Would you please copy every line below that includes the string "surface"?

▶ RECORDS FOR THE TASK:
•••••

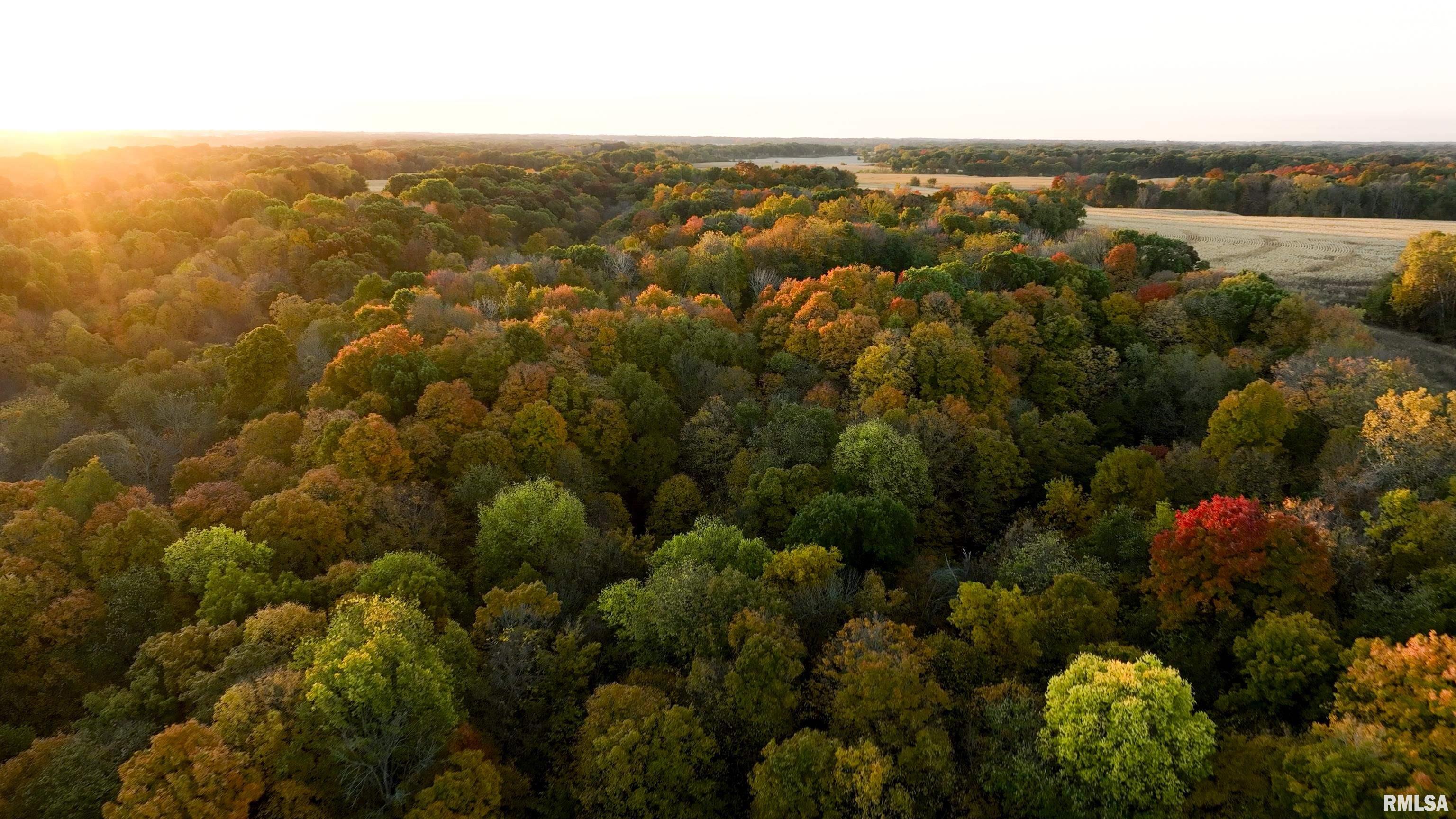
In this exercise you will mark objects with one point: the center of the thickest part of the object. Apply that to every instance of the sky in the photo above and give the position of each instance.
(1116, 71)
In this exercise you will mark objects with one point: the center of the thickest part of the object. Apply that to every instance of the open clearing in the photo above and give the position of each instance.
(848, 162)
(1336, 260)
(880, 178)
(1333, 260)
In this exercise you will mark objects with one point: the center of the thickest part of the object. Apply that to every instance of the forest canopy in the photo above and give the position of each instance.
(580, 482)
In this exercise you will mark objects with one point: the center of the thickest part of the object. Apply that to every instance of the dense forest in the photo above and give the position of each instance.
(586, 483)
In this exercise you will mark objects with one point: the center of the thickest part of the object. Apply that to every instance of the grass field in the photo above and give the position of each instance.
(1333, 260)
(848, 162)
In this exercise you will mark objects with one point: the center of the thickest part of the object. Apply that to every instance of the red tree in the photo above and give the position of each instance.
(1232, 557)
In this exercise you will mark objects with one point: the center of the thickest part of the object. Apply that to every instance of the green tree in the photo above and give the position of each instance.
(1256, 417)
(190, 560)
(414, 576)
(641, 757)
(1001, 626)
(537, 522)
(1129, 477)
(1289, 664)
(874, 458)
(381, 688)
(1126, 734)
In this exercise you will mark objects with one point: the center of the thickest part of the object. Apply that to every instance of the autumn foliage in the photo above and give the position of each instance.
(1231, 557)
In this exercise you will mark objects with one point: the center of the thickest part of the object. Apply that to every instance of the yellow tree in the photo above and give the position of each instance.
(1426, 276)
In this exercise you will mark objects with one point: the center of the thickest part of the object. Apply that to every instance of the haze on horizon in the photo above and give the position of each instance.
(1129, 71)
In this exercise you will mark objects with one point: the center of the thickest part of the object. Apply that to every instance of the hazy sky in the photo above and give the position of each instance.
(1235, 71)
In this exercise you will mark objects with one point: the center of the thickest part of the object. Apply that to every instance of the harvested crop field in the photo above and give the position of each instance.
(1336, 260)
(848, 162)
(882, 180)
(1333, 260)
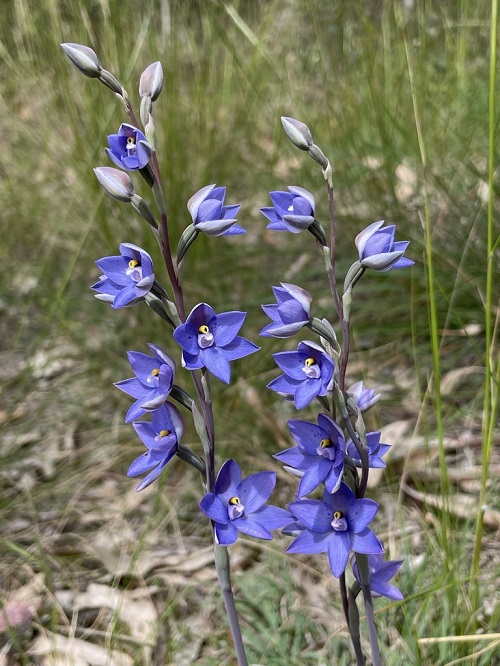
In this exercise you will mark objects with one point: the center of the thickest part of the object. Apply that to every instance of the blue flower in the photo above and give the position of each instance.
(210, 340)
(377, 249)
(320, 453)
(290, 313)
(336, 525)
(375, 450)
(291, 211)
(211, 216)
(308, 373)
(129, 148)
(238, 505)
(127, 278)
(152, 383)
(363, 398)
(381, 572)
(161, 437)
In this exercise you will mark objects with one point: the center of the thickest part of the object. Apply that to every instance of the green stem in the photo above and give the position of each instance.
(490, 404)
(364, 576)
(222, 566)
(433, 318)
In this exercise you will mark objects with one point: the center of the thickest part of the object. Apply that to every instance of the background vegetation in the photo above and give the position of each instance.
(398, 95)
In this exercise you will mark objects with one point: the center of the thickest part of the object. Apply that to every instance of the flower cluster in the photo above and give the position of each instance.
(327, 451)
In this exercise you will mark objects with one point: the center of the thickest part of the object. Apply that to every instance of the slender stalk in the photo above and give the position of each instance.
(223, 568)
(372, 629)
(490, 404)
(350, 609)
(333, 244)
(355, 637)
(165, 239)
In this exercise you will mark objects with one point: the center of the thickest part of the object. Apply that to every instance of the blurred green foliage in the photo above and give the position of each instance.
(231, 70)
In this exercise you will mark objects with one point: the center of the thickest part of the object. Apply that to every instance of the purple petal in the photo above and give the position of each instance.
(196, 200)
(248, 525)
(148, 480)
(124, 297)
(228, 479)
(361, 512)
(187, 337)
(115, 269)
(235, 230)
(291, 364)
(366, 542)
(380, 242)
(306, 392)
(272, 517)
(283, 384)
(214, 508)
(313, 476)
(227, 326)
(363, 237)
(334, 478)
(315, 515)
(307, 435)
(216, 362)
(215, 227)
(239, 348)
(294, 457)
(209, 210)
(310, 543)
(226, 534)
(142, 463)
(132, 387)
(338, 552)
(255, 490)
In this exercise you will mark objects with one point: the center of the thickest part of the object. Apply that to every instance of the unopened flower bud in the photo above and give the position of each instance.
(318, 156)
(151, 81)
(84, 59)
(111, 82)
(298, 133)
(145, 110)
(116, 183)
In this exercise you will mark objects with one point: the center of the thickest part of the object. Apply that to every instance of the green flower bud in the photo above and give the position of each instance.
(151, 81)
(111, 82)
(116, 183)
(298, 133)
(84, 59)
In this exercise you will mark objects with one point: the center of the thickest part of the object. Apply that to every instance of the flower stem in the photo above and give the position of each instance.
(364, 575)
(352, 619)
(222, 567)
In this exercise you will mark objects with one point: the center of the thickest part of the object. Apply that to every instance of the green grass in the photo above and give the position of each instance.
(387, 92)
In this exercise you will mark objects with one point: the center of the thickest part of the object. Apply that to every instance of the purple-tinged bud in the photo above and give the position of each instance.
(84, 59)
(116, 183)
(298, 133)
(151, 81)
(111, 82)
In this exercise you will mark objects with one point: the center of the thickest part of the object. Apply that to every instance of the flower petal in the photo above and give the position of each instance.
(249, 525)
(338, 552)
(226, 534)
(255, 490)
(214, 508)
(310, 543)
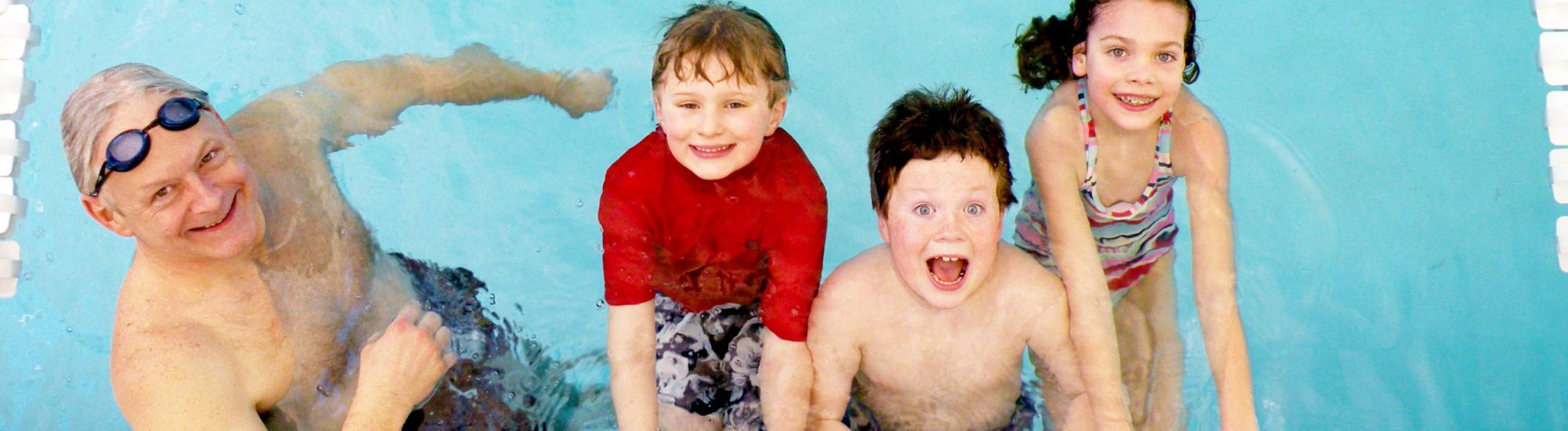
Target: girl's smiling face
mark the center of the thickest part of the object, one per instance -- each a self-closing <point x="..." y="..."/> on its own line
<point x="1133" y="62"/>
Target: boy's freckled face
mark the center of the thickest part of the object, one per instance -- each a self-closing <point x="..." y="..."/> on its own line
<point x="1134" y="62"/>
<point x="943" y="226"/>
<point x="716" y="128"/>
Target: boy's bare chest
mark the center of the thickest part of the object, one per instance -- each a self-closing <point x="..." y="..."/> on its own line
<point x="935" y="360"/>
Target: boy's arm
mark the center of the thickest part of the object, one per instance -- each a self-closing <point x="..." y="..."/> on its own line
<point x="796" y="242"/>
<point x="835" y="355"/>
<point x="366" y="98"/>
<point x="1051" y="350"/>
<point x="785" y="382"/>
<point x="1214" y="264"/>
<point x="631" y="352"/>
<point x="1056" y="156"/>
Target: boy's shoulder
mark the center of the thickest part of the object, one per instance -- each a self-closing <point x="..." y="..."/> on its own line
<point x="1020" y="278"/>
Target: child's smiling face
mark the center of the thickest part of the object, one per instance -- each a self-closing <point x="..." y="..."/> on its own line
<point x="1133" y="62"/>
<point x="943" y="225"/>
<point x="716" y="128"/>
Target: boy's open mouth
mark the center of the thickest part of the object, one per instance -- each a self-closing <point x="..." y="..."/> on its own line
<point x="713" y="151"/>
<point x="948" y="272"/>
<point x="1136" y="103"/>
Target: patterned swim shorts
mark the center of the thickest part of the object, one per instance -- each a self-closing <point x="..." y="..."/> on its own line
<point x="706" y="363"/>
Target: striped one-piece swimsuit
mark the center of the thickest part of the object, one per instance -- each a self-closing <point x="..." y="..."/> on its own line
<point x="1131" y="236"/>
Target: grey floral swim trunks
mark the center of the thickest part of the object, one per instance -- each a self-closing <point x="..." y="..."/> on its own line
<point x="706" y="363"/>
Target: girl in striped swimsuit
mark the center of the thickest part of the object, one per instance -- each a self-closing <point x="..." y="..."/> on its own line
<point x="1102" y="214"/>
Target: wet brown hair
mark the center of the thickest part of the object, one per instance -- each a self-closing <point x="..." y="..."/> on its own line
<point x="1045" y="49"/>
<point x="736" y="34"/>
<point x="932" y="123"/>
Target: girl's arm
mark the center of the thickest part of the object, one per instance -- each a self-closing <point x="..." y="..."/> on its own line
<point x="1056" y="158"/>
<point x="1203" y="158"/>
<point x="631" y="350"/>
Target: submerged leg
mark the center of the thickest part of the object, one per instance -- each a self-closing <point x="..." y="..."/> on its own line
<point x="1166" y="405"/>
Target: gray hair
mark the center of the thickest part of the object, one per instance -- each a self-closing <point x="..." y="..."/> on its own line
<point x="90" y="107"/>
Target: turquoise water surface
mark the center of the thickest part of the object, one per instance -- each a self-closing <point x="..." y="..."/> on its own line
<point x="1390" y="184"/>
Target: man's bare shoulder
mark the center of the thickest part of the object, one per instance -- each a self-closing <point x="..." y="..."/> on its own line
<point x="852" y="289"/>
<point x="855" y="277"/>
<point x="156" y="355"/>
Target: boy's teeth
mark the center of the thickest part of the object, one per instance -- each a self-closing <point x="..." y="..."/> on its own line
<point x="1136" y="101"/>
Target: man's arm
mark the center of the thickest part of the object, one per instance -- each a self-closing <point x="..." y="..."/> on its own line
<point x="399" y="368"/>
<point x="366" y="98"/>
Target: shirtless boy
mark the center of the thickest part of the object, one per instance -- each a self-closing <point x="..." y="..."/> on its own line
<point x="927" y="330"/>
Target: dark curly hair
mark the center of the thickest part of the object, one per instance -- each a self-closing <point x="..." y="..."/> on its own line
<point x="1045" y="49"/>
<point x="932" y="123"/>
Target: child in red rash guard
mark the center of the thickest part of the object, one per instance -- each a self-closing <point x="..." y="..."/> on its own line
<point x="714" y="228"/>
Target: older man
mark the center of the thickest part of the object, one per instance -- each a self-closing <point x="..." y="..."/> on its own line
<point x="255" y="283"/>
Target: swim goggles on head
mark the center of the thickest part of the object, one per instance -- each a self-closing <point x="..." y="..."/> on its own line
<point x="129" y="148"/>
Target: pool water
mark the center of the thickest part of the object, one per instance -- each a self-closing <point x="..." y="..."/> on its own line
<point x="1393" y="214"/>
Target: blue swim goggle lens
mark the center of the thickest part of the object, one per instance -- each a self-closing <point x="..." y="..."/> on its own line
<point x="129" y="148"/>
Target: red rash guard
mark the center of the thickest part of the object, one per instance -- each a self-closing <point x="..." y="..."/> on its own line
<point x="755" y="234"/>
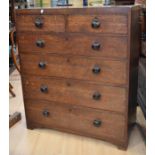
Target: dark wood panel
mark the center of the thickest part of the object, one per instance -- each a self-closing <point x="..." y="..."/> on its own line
<point x="107" y="23"/>
<point x="107" y="71"/>
<point x="76" y="93"/>
<point x="75" y="118"/>
<point x="75" y="44"/>
<point x="55" y="23"/>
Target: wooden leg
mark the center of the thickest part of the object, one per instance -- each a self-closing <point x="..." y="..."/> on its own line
<point x="12" y="93"/>
<point x="10" y="90"/>
<point x="10" y="85"/>
<point x="13" y="119"/>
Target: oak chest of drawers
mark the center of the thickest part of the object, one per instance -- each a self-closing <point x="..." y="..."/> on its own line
<point x="79" y="69"/>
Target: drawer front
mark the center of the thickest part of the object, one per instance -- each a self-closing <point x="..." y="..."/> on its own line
<point x="75" y="44"/>
<point x="98" y="70"/>
<point x="53" y="23"/>
<point x="100" y="124"/>
<point x="98" y="24"/>
<point x="76" y="93"/>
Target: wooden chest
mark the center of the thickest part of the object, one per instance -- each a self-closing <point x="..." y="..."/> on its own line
<point x="79" y="69"/>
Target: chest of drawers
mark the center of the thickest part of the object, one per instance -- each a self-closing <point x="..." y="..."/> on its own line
<point x="79" y="69"/>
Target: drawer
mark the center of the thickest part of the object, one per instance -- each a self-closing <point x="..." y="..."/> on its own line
<point x="76" y="93"/>
<point x="81" y="68"/>
<point x="116" y="24"/>
<point x="53" y="23"/>
<point x="75" y="44"/>
<point x="86" y="121"/>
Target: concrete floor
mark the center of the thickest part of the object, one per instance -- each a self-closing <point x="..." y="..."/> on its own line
<point x="51" y="142"/>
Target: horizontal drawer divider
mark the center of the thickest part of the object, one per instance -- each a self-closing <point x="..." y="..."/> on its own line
<point x="74" y="55"/>
<point x="63" y="104"/>
<point x="87" y="81"/>
<point x="67" y="32"/>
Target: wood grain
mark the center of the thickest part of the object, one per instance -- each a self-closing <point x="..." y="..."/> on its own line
<point x="55" y="23"/>
<point x="76" y="93"/>
<point x="76" y="118"/>
<point x="75" y="44"/>
<point x="75" y="67"/>
<point x="108" y="24"/>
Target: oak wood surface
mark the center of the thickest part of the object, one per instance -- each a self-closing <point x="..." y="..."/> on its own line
<point x="118" y="67"/>
<point x="76" y="93"/>
<point x="55" y="23"/>
<point x="75" y="67"/>
<point x="76" y="118"/>
<point x="108" y="24"/>
<point x="75" y="44"/>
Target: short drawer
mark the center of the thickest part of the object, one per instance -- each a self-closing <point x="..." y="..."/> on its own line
<point x="74" y="44"/>
<point x="76" y="93"/>
<point x="86" y="121"/>
<point x="98" y="24"/>
<point x="53" y="23"/>
<point x="81" y="68"/>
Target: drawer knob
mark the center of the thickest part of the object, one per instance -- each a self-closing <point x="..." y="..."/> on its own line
<point x="39" y="23"/>
<point x="96" y="46"/>
<point x="97" y="123"/>
<point x="95" y="23"/>
<point x="96" y="69"/>
<point x="46" y="113"/>
<point x="40" y="43"/>
<point x="44" y="89"/>
<point x="96" y="96"/>
<point x="42" y="65"/>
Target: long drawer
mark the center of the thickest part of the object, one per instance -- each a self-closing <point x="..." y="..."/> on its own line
<point x="91" y="69"/>
<point x="75" y="44"/>
<point x="105" y="23"/>
<point x="75" y="92"/>
<point x="98" y="123"/>
<point x="36" y="23"/>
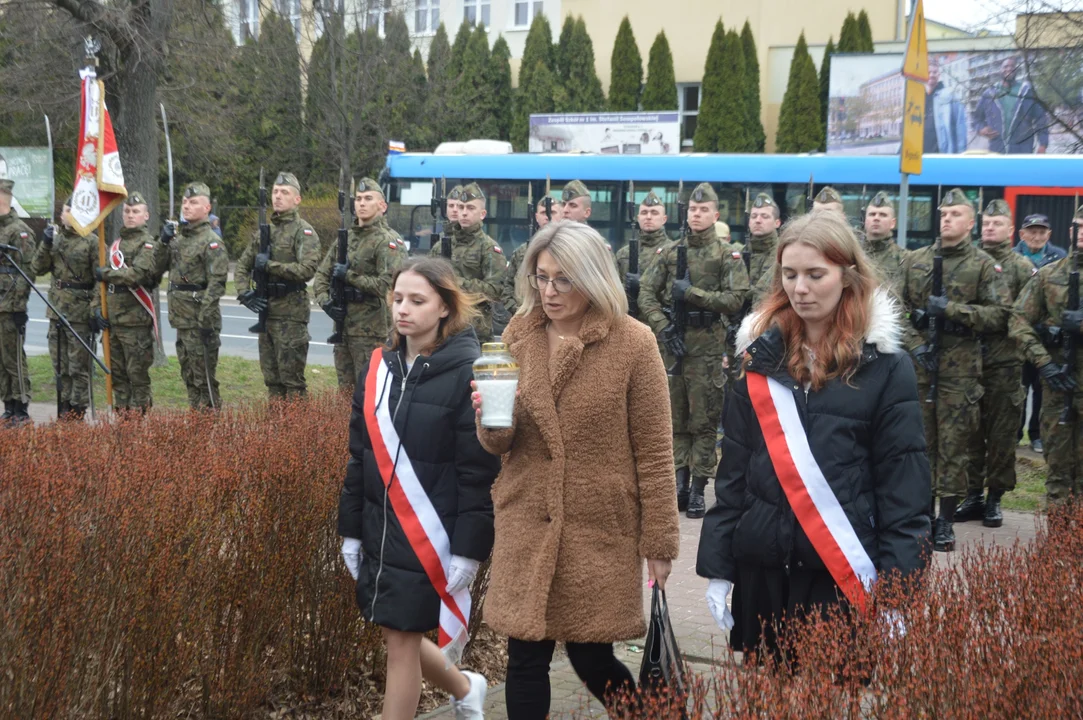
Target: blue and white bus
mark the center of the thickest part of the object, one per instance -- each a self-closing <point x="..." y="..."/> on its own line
<point x="1030" y="183"/>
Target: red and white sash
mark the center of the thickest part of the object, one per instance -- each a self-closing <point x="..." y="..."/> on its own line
<point x="117" y="262"/>
<point x="811" y="498"/>
<point x="414" y="510"/>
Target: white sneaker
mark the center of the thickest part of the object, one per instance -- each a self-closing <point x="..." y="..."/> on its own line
<point x="473" y="704"/>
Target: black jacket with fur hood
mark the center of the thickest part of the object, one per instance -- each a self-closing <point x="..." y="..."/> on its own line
<point x="868" y="439"/>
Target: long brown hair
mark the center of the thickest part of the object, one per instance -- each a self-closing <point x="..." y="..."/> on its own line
<point x="461" y="305"/>
<point x="837" y="352"/>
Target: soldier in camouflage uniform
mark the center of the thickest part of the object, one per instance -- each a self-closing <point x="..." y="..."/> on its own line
<point x="508" y="290"/>
<point x="72" y="260"/>
<point x="14" y="292"/>
<point x="652" y="237"/>
<point x="478" y="260"/>
<point x="198" y="265"/>
<point x="373" y="254"/>
<point x="1039" y="324"/>
<point x="885" y="253"/>
<point x="131" y="276"/>
<point x="975" y="302"/>
<point x="291" y="263"/>
<point x="717" y="287"/>
<point x="992" y="450"/>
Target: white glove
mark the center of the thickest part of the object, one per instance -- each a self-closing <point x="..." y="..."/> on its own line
<point x="717" y="592"/>
<point x="461" y="573"/>
<point x="351" y="553"/>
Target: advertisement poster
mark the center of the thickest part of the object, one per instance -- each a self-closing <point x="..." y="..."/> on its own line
<point x="33" y="171"/>
<point x="607" y="133"/>
<point x="1007" y="102"/>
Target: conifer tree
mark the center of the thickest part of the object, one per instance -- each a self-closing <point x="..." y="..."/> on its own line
<point x="752" y="99"/>
<point x="661" y="90"/>
<point x="626" y="72"/>
<point x="713" y="102"/>
<point x="799" y="126"/>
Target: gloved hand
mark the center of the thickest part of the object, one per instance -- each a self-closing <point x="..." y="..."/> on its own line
<point x="461" y="573"/>
<point x="937" y="306"/>
<point x="679" y="289"/>
<point x="168" y="232"/>
<point x="98" y="323"/>
<point x="923" y="354"/>
<point x="1056" y="376"/>
<point x="717" y="592"/>
<point x="351" y="553"/>
<point x="1071" y="321"/>
<point x="337" y="313"/>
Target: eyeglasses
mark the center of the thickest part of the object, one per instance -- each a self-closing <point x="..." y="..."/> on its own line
<point x="559" y="284"/>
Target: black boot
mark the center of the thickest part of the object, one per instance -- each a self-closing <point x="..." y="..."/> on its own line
<point x="993" y="515"/>
<point x="943" y="537"/>
<point x="696" y="506"/>
<point x="682" y="480"/>
<point x="971" y="508"/>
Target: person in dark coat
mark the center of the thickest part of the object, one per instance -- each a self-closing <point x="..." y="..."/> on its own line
<point x="824" y="350"/>
<point x="435" y="484"/>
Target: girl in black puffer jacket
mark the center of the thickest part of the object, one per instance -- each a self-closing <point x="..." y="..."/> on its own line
<point x="824" y="480"/>
<point x="416" y="512"/>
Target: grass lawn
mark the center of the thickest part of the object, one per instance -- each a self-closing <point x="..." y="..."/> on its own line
<point x="239" y="381"/>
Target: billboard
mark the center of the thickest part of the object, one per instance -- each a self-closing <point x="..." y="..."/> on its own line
<point x="1008" y="102"/>
<point x="33" y="171"/>
<point x="608" y="133"/>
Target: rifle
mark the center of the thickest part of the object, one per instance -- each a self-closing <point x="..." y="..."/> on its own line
<point x="678" y="310"/>
<point x="633" y="250"/>
<point x="261" y="275"/>
<point x="338" y="286"/>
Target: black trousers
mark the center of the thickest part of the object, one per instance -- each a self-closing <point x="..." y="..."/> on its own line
<point x="527" y="690"/>
<point x="1032" y="381"/>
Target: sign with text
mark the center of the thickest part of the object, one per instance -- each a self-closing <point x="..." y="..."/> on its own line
<point x="607" y="133"/>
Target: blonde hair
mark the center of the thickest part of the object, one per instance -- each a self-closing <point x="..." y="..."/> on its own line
<point x="584" y="258"/>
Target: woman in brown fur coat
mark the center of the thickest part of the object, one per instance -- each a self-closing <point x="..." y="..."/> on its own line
<point x="586" y="491"/>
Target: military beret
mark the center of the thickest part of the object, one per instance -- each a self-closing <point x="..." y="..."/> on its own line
<point x="764" y="200"/>
<point x="652" y="199"/>
<point x="135" y="198"/>
<point x="574" y="190"/>
<point x="288" y="179"/>
<point x="827" y="195"/>
<point x="882" y="199"/>
<point x="999" y="208"/>
<point x="954" y="196"/>
<point x="368" y="185"/>
<point x="704" y="193"/>
<point x="471" y="192"/>
<point x="196" y="190"/>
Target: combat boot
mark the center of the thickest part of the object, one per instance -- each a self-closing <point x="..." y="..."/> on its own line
<point x="696" y="505"/>
<point x="682" y="480"/>
<point x="993" y="516"/>
<point x="971" y="508"/>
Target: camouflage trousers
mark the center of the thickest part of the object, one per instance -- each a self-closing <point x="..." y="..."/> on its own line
<point x="950" y="424"/>
<point x="195" y="369"/>
<point x="12" y="362"/>
<point x="131" y="352"/>
<point x="1061" y="446"/>
<point x="74" y="362"/>
<point x="695" y="404"/>
<point x="351" y="356"/>
<point x="992" y="449"/>
<point x="284" y="350"/>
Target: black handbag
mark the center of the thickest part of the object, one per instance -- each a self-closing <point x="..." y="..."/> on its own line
<point x="662" y="667"/>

•••••

▶ WRITTEN ANSWER:
Target: turquoise water surface
Target: oak wood surface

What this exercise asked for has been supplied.